STATED EXERCISE: Scale the records below: reproduce every line, requests included, but multiply each x and y coordinate in the answers by 2.05 and round to the nearest whole number, with halves rounding up.

DATA SECTION:

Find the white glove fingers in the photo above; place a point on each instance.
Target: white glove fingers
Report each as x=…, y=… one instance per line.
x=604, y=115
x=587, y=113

RESULT OF THIS TASK:
Find the white glove fingers in the photo above; place a point on each instance.
Target: white glove fingers
Report each as x=…, y=… one instance per line.
x=1238, y=236
x=1203, y=232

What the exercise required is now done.